→ Exercise details
Tally the lines in the listing below that contain the string "fence", and give only that number.

* begin Excerpted records *

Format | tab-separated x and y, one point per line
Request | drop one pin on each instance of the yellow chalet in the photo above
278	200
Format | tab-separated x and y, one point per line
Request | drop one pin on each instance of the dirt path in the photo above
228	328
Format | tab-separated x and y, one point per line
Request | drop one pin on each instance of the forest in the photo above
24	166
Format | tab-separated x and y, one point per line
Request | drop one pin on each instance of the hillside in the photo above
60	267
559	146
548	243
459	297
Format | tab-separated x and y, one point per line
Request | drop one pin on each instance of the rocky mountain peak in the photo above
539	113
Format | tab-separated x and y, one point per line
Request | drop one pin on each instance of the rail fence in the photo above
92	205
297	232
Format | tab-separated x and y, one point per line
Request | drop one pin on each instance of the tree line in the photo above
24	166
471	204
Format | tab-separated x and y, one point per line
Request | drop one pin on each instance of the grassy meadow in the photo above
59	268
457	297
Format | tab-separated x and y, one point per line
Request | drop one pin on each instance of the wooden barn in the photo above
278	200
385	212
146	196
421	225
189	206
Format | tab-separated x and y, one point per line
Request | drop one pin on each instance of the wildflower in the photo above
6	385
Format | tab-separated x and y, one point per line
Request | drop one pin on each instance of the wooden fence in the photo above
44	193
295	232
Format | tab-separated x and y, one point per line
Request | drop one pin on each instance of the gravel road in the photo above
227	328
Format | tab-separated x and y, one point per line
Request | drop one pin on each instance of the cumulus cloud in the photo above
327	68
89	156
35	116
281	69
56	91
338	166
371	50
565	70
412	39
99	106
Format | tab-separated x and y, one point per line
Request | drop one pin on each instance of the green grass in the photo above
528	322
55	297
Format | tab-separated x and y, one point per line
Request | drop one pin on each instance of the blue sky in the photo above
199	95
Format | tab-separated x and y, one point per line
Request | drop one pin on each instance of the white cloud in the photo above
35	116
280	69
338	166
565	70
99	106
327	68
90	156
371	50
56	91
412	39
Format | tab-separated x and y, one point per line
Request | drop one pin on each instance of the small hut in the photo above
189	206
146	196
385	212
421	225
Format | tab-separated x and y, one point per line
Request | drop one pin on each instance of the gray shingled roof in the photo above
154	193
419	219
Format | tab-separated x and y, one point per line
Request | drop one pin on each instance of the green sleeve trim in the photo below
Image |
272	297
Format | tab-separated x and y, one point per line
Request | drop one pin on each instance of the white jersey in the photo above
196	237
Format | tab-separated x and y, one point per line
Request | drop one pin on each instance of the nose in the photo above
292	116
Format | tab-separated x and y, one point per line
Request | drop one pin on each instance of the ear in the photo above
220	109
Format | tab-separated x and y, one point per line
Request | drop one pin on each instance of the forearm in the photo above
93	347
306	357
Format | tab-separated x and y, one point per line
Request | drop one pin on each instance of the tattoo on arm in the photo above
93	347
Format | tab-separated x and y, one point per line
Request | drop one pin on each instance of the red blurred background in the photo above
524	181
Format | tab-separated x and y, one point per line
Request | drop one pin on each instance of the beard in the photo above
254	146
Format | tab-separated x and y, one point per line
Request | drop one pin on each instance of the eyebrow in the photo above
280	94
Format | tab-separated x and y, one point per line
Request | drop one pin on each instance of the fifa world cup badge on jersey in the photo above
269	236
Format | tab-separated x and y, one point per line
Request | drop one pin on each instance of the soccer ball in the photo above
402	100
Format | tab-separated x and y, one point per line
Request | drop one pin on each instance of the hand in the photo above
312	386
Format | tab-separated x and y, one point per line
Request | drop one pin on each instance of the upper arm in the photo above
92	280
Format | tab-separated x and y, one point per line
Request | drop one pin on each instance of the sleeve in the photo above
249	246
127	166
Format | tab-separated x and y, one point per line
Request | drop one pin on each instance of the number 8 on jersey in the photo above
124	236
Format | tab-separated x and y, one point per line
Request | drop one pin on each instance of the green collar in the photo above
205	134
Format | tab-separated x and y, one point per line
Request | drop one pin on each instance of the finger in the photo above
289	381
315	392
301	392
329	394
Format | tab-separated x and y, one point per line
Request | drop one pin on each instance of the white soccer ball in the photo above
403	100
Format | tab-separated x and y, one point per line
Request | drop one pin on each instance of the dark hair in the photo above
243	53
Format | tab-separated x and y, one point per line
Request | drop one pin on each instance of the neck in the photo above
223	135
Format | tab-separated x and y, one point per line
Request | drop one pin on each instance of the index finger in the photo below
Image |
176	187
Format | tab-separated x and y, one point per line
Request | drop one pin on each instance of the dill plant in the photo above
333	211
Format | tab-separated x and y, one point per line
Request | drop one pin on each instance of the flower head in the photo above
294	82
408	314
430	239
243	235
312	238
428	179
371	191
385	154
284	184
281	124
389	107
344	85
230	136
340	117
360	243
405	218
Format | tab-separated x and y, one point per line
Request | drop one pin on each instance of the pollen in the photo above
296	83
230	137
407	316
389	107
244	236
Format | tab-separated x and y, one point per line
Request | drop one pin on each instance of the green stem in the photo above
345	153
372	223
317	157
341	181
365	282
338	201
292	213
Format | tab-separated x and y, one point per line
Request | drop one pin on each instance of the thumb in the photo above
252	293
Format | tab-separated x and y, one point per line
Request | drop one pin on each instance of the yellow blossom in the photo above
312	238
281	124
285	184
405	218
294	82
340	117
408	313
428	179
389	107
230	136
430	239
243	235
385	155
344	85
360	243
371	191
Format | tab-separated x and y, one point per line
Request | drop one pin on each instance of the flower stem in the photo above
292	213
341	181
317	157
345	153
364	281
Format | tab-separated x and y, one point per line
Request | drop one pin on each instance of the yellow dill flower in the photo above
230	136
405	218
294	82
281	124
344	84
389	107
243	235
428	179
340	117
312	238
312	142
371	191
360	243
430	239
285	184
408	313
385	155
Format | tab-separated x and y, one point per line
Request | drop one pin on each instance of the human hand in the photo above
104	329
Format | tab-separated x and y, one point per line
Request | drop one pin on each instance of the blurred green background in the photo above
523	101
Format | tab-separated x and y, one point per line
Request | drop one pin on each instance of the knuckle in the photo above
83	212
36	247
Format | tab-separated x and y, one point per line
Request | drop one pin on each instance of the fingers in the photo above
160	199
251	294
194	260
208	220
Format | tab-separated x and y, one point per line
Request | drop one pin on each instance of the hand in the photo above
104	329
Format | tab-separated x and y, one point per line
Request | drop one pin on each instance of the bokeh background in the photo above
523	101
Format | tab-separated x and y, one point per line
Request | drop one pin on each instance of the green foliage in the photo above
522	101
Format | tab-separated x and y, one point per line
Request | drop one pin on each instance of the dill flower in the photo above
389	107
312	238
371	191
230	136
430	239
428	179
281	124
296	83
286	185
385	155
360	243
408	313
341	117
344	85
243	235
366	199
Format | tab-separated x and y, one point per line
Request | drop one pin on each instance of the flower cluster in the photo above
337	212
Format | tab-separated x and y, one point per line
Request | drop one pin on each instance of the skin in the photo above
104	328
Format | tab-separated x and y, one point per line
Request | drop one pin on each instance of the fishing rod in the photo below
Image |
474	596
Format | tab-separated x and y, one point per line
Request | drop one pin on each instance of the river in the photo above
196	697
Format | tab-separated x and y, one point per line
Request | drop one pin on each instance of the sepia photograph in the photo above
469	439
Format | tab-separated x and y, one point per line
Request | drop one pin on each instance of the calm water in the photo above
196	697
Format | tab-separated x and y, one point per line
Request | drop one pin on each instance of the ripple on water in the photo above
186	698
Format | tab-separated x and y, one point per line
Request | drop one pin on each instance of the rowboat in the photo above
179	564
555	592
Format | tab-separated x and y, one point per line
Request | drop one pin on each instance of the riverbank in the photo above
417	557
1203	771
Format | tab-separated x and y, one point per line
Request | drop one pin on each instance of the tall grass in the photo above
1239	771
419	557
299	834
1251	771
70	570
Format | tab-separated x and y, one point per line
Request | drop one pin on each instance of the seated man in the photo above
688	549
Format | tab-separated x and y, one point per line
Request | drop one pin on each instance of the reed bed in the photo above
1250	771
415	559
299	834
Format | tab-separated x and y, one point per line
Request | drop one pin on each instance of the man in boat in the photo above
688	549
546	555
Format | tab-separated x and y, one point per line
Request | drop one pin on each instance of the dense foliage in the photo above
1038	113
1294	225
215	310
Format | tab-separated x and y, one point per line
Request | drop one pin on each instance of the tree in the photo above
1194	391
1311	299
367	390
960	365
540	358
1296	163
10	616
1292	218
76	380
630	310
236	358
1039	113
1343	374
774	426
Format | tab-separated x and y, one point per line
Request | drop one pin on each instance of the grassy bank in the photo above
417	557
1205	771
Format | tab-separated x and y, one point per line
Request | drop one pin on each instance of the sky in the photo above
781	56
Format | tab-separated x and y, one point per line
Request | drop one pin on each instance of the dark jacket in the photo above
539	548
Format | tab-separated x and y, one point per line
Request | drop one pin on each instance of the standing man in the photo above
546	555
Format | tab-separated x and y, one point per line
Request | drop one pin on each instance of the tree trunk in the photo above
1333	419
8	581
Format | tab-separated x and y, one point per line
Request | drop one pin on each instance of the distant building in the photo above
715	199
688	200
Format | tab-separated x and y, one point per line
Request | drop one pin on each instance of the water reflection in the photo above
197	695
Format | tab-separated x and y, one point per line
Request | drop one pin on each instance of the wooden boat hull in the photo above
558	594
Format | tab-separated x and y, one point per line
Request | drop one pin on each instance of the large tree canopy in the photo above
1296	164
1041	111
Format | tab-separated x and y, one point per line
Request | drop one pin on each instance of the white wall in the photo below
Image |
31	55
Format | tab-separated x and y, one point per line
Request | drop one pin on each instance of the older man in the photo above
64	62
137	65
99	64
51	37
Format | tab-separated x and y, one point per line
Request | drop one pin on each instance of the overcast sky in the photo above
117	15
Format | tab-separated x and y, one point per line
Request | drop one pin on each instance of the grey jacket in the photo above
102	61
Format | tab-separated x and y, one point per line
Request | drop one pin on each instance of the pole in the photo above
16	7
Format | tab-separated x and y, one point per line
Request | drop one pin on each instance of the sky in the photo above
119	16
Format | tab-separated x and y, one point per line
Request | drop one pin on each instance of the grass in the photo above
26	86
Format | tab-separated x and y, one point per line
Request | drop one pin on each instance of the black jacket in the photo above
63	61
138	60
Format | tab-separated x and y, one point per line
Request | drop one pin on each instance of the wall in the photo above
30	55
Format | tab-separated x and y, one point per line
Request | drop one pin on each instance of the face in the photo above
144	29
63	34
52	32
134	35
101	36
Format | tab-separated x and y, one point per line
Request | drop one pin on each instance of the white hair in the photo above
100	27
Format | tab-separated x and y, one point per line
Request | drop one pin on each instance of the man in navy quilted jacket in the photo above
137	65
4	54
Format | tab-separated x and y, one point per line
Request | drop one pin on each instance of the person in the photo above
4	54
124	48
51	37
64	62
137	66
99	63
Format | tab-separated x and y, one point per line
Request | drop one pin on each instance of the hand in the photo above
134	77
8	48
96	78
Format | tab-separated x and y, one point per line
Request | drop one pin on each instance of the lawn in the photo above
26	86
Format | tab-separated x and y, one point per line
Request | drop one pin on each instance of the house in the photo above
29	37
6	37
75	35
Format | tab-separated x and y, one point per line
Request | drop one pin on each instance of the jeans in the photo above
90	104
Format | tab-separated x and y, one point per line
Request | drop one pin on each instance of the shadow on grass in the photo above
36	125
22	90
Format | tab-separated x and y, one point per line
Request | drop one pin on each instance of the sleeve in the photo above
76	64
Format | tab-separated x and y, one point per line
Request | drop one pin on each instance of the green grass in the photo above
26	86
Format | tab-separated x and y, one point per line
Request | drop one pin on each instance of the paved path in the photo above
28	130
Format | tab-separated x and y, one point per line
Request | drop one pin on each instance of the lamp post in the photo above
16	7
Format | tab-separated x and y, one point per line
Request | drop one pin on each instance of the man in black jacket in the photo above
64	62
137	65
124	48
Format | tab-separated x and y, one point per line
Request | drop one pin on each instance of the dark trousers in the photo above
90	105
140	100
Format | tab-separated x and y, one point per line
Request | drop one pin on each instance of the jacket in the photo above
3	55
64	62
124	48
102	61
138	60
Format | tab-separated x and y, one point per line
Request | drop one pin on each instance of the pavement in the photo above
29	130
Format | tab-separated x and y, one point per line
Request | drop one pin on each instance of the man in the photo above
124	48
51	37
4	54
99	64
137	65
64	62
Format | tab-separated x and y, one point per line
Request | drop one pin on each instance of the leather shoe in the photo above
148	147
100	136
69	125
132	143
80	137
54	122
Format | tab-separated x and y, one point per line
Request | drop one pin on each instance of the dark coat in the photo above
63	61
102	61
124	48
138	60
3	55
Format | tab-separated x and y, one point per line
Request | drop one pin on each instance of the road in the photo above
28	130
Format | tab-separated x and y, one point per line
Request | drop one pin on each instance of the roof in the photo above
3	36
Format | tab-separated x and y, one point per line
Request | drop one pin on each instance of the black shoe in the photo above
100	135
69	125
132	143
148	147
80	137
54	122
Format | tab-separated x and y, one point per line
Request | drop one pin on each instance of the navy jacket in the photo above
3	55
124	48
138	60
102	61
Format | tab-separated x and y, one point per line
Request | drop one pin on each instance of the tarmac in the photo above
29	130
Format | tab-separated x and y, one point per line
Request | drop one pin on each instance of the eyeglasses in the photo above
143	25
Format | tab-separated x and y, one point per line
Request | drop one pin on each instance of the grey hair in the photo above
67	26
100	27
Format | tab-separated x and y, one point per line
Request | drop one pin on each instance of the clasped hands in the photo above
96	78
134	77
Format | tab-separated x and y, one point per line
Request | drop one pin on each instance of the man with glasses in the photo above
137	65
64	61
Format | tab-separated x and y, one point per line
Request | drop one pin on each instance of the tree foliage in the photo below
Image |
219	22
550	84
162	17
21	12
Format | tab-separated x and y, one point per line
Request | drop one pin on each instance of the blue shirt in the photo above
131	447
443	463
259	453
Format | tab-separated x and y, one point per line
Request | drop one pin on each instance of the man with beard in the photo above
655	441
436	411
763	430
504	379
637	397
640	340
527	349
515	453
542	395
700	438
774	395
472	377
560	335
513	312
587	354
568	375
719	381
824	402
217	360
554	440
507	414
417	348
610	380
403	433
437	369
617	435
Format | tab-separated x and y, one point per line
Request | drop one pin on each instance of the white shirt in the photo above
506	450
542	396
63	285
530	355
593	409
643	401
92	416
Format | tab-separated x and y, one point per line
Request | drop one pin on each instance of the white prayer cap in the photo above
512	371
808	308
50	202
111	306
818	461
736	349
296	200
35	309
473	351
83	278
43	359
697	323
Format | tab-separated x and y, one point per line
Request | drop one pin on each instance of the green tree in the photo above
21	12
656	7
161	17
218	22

* end Excerpted records *

→ Exercise output
2